(Data entries)
^^^^^^^^

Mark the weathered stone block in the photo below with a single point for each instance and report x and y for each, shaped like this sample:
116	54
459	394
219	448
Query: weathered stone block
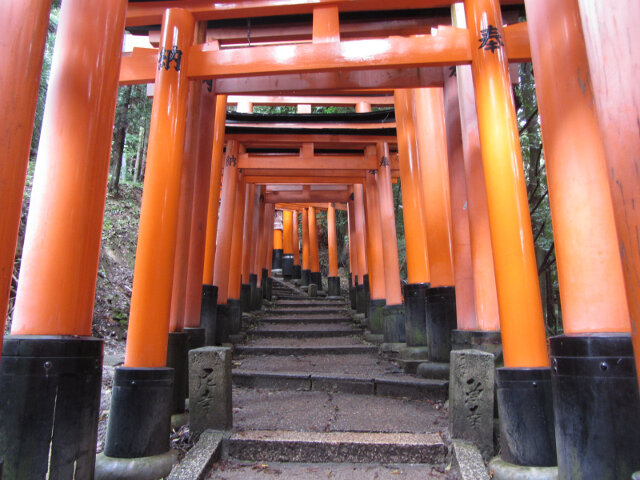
210	389
471	397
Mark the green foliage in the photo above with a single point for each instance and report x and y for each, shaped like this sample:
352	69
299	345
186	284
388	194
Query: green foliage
281	109
537	191
44	76
333	109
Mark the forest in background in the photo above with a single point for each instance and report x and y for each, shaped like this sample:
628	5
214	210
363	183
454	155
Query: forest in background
128	155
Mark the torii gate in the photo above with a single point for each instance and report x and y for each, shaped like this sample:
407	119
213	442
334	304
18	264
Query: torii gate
52	319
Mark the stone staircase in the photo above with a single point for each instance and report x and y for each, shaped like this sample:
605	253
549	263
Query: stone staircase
313	399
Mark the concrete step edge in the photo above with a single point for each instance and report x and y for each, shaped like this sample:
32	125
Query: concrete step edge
414	388
356	447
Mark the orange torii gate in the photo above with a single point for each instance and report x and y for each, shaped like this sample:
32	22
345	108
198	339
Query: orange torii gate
57	278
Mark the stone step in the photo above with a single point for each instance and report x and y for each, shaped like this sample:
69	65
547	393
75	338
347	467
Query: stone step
356	447
303	332
296	301
306	311
286	320
234	469
304	350
406	387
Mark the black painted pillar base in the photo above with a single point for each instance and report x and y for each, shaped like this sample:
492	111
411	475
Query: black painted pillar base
353	292
297	271
263	282
375	315
440	309
287	266
415	295
394	324
316	277
235	315
49	385
525	407
268	288
223	324
254	292
209	313
333	286
367	292
276	262
245	297
361	299
596	406
178	359
140	415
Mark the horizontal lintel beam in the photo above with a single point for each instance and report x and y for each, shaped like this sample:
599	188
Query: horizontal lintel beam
332	162
449	47
314	196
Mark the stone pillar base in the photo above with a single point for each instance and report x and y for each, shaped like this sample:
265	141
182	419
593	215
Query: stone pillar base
276	261
333	286
142	468
209	313
49	384
210	390
596	405
471	398
506	471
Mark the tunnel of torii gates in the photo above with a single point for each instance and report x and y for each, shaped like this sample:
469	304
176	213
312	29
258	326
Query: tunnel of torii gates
452	139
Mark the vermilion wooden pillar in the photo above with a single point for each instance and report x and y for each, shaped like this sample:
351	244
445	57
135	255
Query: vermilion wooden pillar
217	164
522	325
256	266
523	333
185	210
250	214
484	279
374	252
415	227
486	297
463	269
269	251
24	26
278	241
434	171
362	289
306	265
297	267
353	256
54	304
209	291
235	265
608	26
333	280
440	305
393	293
594	307
287	244
412	210
225	222
314	260
199	218
393	318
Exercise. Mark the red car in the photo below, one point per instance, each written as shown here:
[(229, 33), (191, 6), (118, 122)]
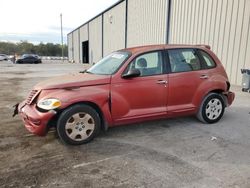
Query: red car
[(128, 86)]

^^^^^^^^

Instructions to follow
Quote, without alteration, the lines running from the line containing "Mark the horizontal" to the last line of the entries, and include no pictures.

Output for this exercise
Mark the horizontal lintel beam in the photo above with a single point for each instance and report x and y for each, shaped like this sample:
599	188
Query: horizontal lintel beam
332	162
449	47
314	196
Mark the stone pillar base in the photo above with a single point for each instance and report x and y for each, shaped like this sample:
265	141
182	419
593	215
Query: stone pillar base
276	261
333	286
142	468
209	313
49	384
210	390
596	405
471	398
506	471
Mark the tunnel of torii gates in the photo above with a single point for each instance and report x and y for each, shaped like this sample:
469	304
176	213
312	29
258	326
Query: tunnel of torii gates
452	139
Mark the vermilion wooden pillar in the photo above with a single point for each instance and report x and y for each, shaped like this sample:
351	244
445	57
135	255
Query: vermilion wooden pillar
217	164
522	325
256	266
523	333
185	210
250	214
484	279
374	252
415	227
486	297
463	269
269	251
24	26
278	241
434	171
362	289
306	265
297	267
353	256
54	304
209	291
235	265
608	26
333	280
440	305
393	293
594	307
287	244
412	210
225	222
314	260
199	218
393	318
Exercise. Mark the red car in the photo below, one point per instance, each written as shown here:
[(229, 33), (191, 6), (118, 122)]
Query: red car
[(128, 86)]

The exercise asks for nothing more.